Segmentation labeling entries

- - -

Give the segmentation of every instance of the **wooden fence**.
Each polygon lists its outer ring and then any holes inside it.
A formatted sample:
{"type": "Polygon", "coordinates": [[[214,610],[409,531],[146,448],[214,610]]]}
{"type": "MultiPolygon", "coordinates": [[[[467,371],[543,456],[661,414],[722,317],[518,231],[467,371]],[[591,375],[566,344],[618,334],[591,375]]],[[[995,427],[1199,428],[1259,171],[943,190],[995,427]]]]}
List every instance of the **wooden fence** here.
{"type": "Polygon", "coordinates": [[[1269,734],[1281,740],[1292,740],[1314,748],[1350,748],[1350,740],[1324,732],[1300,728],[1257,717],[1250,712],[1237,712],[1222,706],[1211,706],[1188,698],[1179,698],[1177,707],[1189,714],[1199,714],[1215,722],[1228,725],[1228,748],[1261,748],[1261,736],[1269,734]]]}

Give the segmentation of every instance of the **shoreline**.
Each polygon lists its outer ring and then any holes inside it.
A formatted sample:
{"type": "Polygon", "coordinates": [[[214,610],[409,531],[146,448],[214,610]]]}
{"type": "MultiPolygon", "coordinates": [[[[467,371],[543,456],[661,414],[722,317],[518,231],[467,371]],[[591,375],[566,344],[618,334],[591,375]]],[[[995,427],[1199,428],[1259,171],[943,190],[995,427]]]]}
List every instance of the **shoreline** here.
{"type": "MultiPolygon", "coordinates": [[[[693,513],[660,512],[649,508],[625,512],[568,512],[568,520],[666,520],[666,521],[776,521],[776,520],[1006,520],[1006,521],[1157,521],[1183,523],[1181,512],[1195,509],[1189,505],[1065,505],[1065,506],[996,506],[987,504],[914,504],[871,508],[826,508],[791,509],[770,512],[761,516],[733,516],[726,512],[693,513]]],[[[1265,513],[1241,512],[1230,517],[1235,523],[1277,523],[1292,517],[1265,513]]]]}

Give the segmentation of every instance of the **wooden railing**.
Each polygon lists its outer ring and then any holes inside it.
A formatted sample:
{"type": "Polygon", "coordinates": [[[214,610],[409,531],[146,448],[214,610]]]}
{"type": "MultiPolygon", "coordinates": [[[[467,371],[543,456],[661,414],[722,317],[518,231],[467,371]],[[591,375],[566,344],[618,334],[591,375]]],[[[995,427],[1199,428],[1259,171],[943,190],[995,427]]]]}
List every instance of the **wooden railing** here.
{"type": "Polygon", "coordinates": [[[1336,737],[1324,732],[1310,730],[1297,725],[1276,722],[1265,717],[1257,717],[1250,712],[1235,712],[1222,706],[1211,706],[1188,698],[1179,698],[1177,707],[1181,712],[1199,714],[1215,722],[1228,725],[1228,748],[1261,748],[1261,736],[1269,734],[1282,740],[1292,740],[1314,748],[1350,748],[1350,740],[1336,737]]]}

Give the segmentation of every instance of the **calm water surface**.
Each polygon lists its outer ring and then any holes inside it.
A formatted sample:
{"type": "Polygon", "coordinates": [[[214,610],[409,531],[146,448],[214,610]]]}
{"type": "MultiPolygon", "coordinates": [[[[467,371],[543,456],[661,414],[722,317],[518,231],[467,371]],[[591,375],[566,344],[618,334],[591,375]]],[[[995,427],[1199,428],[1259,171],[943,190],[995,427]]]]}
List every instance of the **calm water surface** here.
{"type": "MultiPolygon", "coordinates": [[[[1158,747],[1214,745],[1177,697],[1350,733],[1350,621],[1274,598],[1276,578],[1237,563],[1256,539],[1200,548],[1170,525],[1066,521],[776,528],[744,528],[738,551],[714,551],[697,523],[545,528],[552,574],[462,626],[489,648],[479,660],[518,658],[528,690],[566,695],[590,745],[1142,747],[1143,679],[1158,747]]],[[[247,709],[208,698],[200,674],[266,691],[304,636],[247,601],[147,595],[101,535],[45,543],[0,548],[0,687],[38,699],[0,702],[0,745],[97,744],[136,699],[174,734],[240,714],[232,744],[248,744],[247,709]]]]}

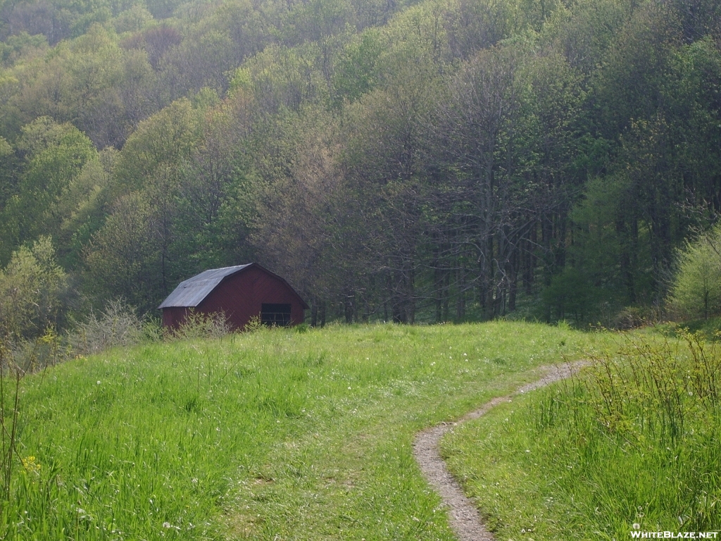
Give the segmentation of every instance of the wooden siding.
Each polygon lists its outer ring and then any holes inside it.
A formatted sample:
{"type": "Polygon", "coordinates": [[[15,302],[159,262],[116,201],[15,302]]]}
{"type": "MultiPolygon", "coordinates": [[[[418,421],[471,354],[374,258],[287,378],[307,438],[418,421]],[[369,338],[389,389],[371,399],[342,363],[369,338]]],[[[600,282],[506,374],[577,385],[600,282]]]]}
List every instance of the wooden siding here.
{"type": "MultiPolygon", "coordinates": [[[[304,312],[298,294],[283,280],[259,265],[228,276],[195,309],[195,313],[222,312],[234,329],[242,329],[257,316],[260,317],[262,304],[291,304],[291,325],[302,323],[304,312]]],[[[185,320],[187,308],[163,309],[163,325],[177,328],[185,320]]]]}

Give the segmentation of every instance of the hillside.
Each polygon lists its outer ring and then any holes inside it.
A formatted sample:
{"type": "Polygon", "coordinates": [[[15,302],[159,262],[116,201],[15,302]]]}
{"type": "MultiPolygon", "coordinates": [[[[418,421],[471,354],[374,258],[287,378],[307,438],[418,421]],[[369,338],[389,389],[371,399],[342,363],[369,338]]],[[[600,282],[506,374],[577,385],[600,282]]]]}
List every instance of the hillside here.
{"type": "Polygon", "coordinates": [[[50,239],[61,327],[252,260],[318,324],[658,310],[721,207],[720,9],[6,0],[0,265],[50,239]]]}

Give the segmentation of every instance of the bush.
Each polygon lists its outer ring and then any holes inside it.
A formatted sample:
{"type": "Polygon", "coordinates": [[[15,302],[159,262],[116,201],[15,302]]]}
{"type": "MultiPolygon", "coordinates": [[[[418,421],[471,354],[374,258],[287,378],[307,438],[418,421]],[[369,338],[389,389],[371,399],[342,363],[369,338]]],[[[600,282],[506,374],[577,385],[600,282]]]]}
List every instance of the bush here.
{"type": "Polygon", "coordinates": [[[90,355],[118,346],[134,346],[156,334],[146,318],[118,299],[110,301],[99,317],[91,311],[84,321],[76,323],[68,343],[75,354],[90,355]]]}
{"type": "Polygon", "coordinates": [[[220,338],[232,332],[233,327],[223,312],[200,314],[190,310],[182,325],[167,336],[180,340],[220,338]]]}
{"type": "Polygon", "coordinates": [[[679,250],[668,302],[684,317],[721,313],[721,225],[679,250]]]}

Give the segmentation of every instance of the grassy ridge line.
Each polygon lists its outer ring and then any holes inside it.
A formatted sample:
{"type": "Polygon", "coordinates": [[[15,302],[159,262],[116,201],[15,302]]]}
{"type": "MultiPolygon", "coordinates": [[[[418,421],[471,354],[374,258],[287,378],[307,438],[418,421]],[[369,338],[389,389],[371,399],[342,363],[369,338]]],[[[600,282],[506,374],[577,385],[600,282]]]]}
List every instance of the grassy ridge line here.
{"type": "Polygon", "coordinates": [[[0,537],[451,540],[415,432],[606,340],[374,325],[79,359],[24,382],[0,537]]]}
{"type": "Polygon", "coordinates": [[[619,340],[584,377],[517,396],[447,436],[449,469],[498,540],[721,527],[721,351],[685,336],[619,340]]]}

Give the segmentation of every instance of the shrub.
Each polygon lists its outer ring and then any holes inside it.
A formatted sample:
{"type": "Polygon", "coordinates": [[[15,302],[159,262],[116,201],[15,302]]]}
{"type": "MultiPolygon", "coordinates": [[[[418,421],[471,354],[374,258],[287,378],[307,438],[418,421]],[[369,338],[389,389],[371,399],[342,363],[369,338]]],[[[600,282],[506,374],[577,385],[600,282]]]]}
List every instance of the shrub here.
{"type": "Polygon", "coordinates": [[[180,340],[220,338],[232,332],[233,327],[223,312],[200,314],[190,310],[182,325],[167,336],[180,340]]]}
{"type": "Polygon", "coordinates": [[[683,317],[705,320],[721,312],[721,225],[678,251],[668,301],[683,317]]]}
{"type": "Polygon", "coordinates": [[[134,346],[153,334],[146,318],[138,316],[123,299],[117,299],[108,302],[99,317],[91,311],[84,321],[76,323],[68,343],[75,354],[90,355],[117,346],[134,346]]]}

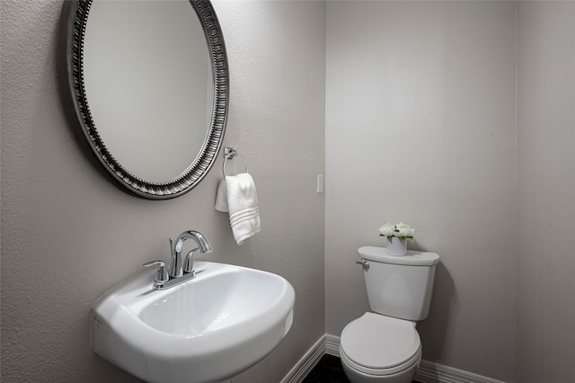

- - -

INSTRUCTION →
Reproduce verbatim the lines from the start of the segmentation labeling entries through the line that contains "List every instance of the **wooden fence**", including that line.

ANSWER FOR THE TASK →
Give the segmentation of every instance of the **wooden fence**.
Each polygon lists its outer ring and then any holes inside it.
A formatted sample:
{"type": "Polygon", "coordinates": [[[214,610],[409,531],[146,448],[214,610]]]}
{"type": "MultiPolygon", "coordinates": [[[[467,371],[543,456],[661,414],[722,317],[518,231],[467,371]],[[591,375],[566,344],[618,334],[591,375]]],[[[995,427],[1199,428],[1259,171],[943,190],[995,427]]]]}
List every instance of the **wooden fence** here.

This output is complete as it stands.